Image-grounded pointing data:
━━━━━━━━━━━━━━━━━━━━━━━━━━━━━━

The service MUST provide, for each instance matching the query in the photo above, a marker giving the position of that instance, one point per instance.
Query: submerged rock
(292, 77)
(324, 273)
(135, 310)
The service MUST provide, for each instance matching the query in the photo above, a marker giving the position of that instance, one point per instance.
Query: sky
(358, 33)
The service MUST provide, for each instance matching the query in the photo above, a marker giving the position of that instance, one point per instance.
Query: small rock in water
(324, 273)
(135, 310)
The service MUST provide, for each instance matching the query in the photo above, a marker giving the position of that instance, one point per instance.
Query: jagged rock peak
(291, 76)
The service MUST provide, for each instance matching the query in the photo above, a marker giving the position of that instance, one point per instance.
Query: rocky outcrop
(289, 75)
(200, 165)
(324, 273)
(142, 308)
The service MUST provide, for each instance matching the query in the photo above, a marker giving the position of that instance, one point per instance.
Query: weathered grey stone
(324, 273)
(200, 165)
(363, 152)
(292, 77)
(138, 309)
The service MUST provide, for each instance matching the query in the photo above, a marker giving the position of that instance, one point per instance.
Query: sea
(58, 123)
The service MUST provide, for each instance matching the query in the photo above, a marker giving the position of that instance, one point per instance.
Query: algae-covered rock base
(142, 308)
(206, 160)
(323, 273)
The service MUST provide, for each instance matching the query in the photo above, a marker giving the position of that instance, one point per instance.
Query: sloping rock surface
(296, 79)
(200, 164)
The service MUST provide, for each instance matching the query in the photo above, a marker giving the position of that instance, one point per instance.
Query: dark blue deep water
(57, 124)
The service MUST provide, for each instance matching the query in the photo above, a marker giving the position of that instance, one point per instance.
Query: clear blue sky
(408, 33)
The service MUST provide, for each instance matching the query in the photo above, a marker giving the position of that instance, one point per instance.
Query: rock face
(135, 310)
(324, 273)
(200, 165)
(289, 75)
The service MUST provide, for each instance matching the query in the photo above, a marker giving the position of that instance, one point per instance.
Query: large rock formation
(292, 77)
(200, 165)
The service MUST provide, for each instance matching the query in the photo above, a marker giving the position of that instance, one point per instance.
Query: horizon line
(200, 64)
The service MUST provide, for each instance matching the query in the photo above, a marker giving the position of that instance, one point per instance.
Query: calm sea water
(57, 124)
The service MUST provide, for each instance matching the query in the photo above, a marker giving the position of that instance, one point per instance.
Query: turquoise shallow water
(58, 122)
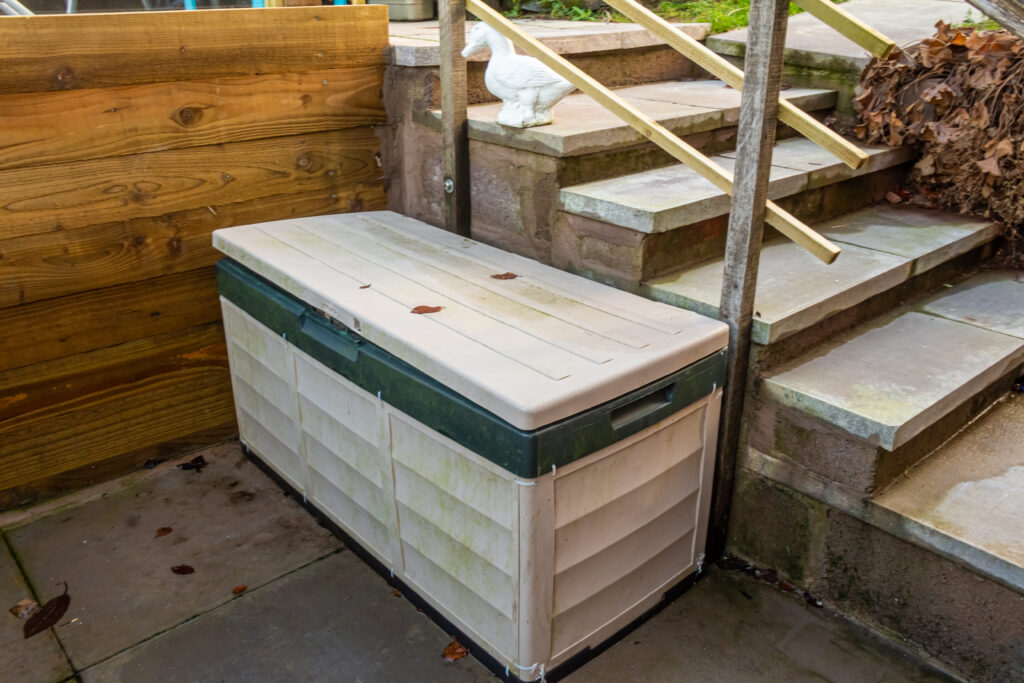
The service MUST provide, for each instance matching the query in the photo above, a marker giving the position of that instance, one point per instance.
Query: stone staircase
(883, 465)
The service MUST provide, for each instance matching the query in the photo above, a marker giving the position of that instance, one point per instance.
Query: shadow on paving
(312, 611)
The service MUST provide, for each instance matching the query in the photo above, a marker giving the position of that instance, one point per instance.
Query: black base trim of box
(481, 655)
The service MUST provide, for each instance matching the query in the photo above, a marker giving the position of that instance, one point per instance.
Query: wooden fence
(125, 139)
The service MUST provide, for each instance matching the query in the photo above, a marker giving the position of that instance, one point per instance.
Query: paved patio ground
(311, 610)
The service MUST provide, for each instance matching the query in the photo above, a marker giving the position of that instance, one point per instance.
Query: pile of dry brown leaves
(961, 95)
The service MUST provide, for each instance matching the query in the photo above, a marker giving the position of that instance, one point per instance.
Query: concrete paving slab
(229, 522)
(583, 126)
(795, 289)
(971, 492)
(890, 382)
(809, 42)
(992, 300)
(664, 199)
(418, 43)
(37, 659)
(732, 628)
(334, 620)
(930, 238)
(673, 197)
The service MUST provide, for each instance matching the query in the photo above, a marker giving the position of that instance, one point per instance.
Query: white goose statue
(527, 88)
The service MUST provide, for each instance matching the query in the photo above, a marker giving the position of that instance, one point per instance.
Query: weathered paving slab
(676, 196)
(418, 43)
(930, 238)
(970, 494)
(795, 289)
(37, 659)
(809, 42)
(334, 620)
(583, 126)
(230, 523)
(890, 382)
(991, 300)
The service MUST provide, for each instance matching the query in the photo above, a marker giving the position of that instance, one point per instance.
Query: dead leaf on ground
(197, 463)
(25, 607)
(48, 614)
(455, 651)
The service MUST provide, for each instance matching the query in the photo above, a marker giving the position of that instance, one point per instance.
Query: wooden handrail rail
(720, 177)
(791, 115)
(848, 25)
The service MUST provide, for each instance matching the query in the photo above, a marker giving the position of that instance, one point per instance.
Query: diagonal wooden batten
(848, 25)
(720, 177)
(790, 114)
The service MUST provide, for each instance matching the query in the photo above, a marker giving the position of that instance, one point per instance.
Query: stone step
(583, 126)
(674, 197)
(863, 408)
(966, 501)
(883, 246)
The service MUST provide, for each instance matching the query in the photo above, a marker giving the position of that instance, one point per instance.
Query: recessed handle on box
(640, 409)
(321, 330)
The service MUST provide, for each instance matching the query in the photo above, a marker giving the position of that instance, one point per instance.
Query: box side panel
(459, 523)
(625, 524)
(349, 466)
(263, 383)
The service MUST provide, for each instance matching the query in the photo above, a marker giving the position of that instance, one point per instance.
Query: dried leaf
(455, 651)
(25, 607)
(47, 615)
(197, 463)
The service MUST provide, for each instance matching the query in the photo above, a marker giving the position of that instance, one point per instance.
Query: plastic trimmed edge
(525, 454)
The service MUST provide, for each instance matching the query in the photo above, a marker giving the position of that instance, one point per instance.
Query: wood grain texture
(69, 51)
(98, 318)
(69, 196)
(52, 264)
(66, 414)
(87, 475)
(59, 127)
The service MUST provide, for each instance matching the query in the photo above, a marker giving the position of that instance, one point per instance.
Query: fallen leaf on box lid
(25, 607)
(48, 614)
(455, 651)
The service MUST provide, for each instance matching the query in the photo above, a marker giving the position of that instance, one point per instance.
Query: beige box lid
(532, 349)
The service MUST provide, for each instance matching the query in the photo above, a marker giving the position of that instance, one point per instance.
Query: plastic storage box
(534, 458)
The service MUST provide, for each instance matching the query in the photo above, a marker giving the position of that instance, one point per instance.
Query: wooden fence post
(455, 126)
(758, 119)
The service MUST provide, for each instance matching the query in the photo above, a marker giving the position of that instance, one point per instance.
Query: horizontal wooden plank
(53, 264)
(39, 489)
(58, 127)
(97, 406)
(69, 196)
(69, 51)
(98, 318)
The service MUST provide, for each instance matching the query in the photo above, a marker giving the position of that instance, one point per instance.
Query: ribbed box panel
(532, 570)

━━━━━━━━━━━━━━━━━━━━━━━━━━━━━━

- What you have to do
Please set down every record exactly as it appears, leaving out the pictures.

- Answer to the exercise
The service MUST provide, for each instance matching the query in the photo above, a marker giving the position of that instance, one point per instance.
Query: submerged rock
(292, 77)
(324, 273)
(135, 310)
The service MUST provide, for each instance matching the query in the photo above, a marker giving the position of that instance, one point per instance.
Query: sky
(358, 33)
The service MUST provide, for each instance matching the query in the photo above, a marker giving the position of that instance, one point per instance.
Query: small rock in water
(324, 273)
(135, 310)
The service MUST provide, for each instance matching the query in the photo above, a marker giving the position of that instance, one point per instance.
Query: jagged rock peak
(291, 76)
The service MUST provide, for each instance matching the query in the photo above, a marker giving the position of that instance, one point per instance.
Query: rocky outcrop
(289, 75)
(200, 165)
(324, 273)
(142, 308)
The service MUST provide, for each instance matching the query in the photo above, a marker giving the position of that instance, one point per instance.
Query: weathered grey stone
(324, 273)
(200, 165)
(363, 152)
(292, 77)
(138, 309)
The service MUST provide, for each instance matching the query in the photo above, a marker giving the position of that instance, one point per instance.
Query: sea
(58, 123)
The service MUST provide, for each instance matching the query in the photo above, a marker giving the position of that instance, one point per instance.
Query: algae-covered rock base
(142, 308)
(206, 160)
(323, 273)
The service MUST provide, for each instance matching the query in the photo above, a marker giving the position of that instance, one point per instance.
Query: sloping rock surface
(296, 79)
(200, 164)
The service MUST provide, for each instance matching the query in the photo above, a marker giving the position of that instance, one point per instance.
Query: dark blue deep water
(57, 124)
The service MUST provide, for each instance matching the query in the photo above, a marker giving the position of that instance, one point per instance.
Query: clear blue sky
(408, 33)
The service MUST provide, for each instance matching the query in the photo above, a marker giving the position of that instance, one point per instance.
Query: rock face
(135, 310)
(324, 273)
(200, 165)
(289, 75)
The service MUST provide, for each instance matching the query in the photo above, a marker giving the position of that instance, one point per instance.
Query: large rock formation
(292, 77)
(200, 165)
The service MUST provide, for each instance matching the query in the photo above, a marker giving the position of that instance, one point per instance.
Query: horizon line
(200, 64)
The service MUST provide, for each instance matching the query in the photo above, a marker giving the position of that instance, one point per instance.
Query: calm sea water
(57, 124)
The service MUST provide, for each instance matching the query in the photo above, a marker giving the position of that instance, one point per instance.
Query: turquoise shallow water
(58, 122)
The service MUST provide, for each instance matching the query in the photo above, a marker giving the position of that instance, one point per instance.
Query: stone staircase
(883, 465)
The service MUST provide, for each instance matching the query in the photo above, a marker giving the position of that instance, one point per instance.
Query: shadow on paving
(312, 611)
The service MUST provide, for each instance matching the query in the photo above, a marker giving the position of that instance, one point per instance.
Query: black base trim of box
(481, 655)
The service MUST provide, for each instance matching the query in the photo above, a marker giving the position of that instance, one point per instance.
Query: wooden fence
(125, 139)
The service MUST provide, for each instance matching the query in the photo above, a marker giving the position of that instance, one point per instance.
Query: paved patio ground
(311, 610)
The service MUST provide, for each instance matching the query in the photo above, a marker giving the position of that instance, one point per instance.
Query: pile of dry brown leaves
(961, 95)
The service MUST provide, for each instance matching the query in the photo above, a marker giving the position of that instance, one point per instance.
Query: concrete paving slab
(229, 522)
(583, 126)
(795, 289)
(971, 492)
(890, 382)
(809, 42)
(992, 300)
(664, 199)
(418, 43)
(37, 659)
(732, 628)
(334, 620)
(930, 238)
(673, 197)
The service MUST provide, for each instance matching the query in the photo above, a marker giving the position of that instance, one point per instance.
Query: white goose statue
(527, 88)
The service MUST provide, for each instance matching the query in the photo above, a marker giving the position of that instance, one point per instance.
Query: weathered paving slab
(676, 196)
(418, 43)
(930, 238)
(970, 494)
(795, 289)
(37, 659)
(809, 42)
(334, 620)
(583, 126)
(230, 523)
(890, 382)
(991, 300)
The service MUST provide, for each instance matching the query in the photo above, a marker giving the position of that instance, one point per instance.
Query: dead leaf on ground
(197, 463)
(25, 607)
(48, 614)
(455, 651)
The service MUST provide, for each instance matching the query in the photo above, a marker giving the position of that instance, one point per instance.
Query: wooden handrail rail
(720, 177)
(791, 115)
(848, 25)
The service MUST provide, for each instance matching the query in the photo above, a marker giving the position of that instance, one point per instance.
Query: diagonal wooden batten
(848, 25)
(720, 177)
(790, 114)
The service MUST provide, for each instance matching the query in the photo above, a marker giving the position of that instance, one point per instance.
Query: stone step
(583, 126)
(674, 197)
(863, 408)
(966, 501)
(883, 246)
The service MUST provide, for each instance matching the query in the photo above, a marker giving the position of that instance, one point per instance.
Query: recessed handle on box
(640, 409)
(321, 330)
The service MUST provide, for each instance matching the query in the photo above, a marker giving the position of that instance, one point per instance.
Query: box side panel
(459, 523)
(625, 524)
(349, 466)
(263, 383)
The service MUST provide, for each instance matching the query in the photo above, a marker giving the position of that instance, one point per instance.
Query: dried leaf
(455, 651)
(25, 607)
(47, 615)
(197, 463)
The service MUST provide, for each instance matching the query in the photo above, a marker giving the position of that instance, one point per instance.
Query: plastic trimmed edge
(525, 454)
The service MUST provide, for each instance matching the query in the photo above, a marker giving the position of that instance, one point per instance.
Query: wood grain texture
(69, 51)
(98, 318)
(69, 196)
(52, 264)
(66, 414)
(87, 475)
(59, 127)
The service MUST provide, for each instance matching the query in the photo above, a marker giving the position of that instance, one point per instance.
Query: fallen leaf on box lid
(25, 607)
(48, 614)
(455, 651)
The service MUST provide, for each instance matching the query in the photo above, a marker giving the position of that instance, one point per instance.
Query: beige box lid
(532, 349)
The service MUST provide, for each instance matching the query in the photo above, a marker giving the position of that instance, one point per instance.
Query: plastic storage box
(534, 458)
The service MUST provide, for each instance matching the query in the photo above, a marker giving the position of that instance, one point per instance.
Query: wooden fence post
(455, 126)
(758, 119)
The service MUST provide, for each instance matching the query in the photo above, a marker giving the position of that instance, one point per instance.
Query: horizontal wooden plank
(53, 264)
(39, 489)
(58, 127)
(97, 406)
(69, 196)
(69, 51)
(98, 318)
The service MUST provide, for each instance matching the query in the photo above, a marker giving the position of that instance, one point per instance.
Query: ribbed box panel
(532, 570)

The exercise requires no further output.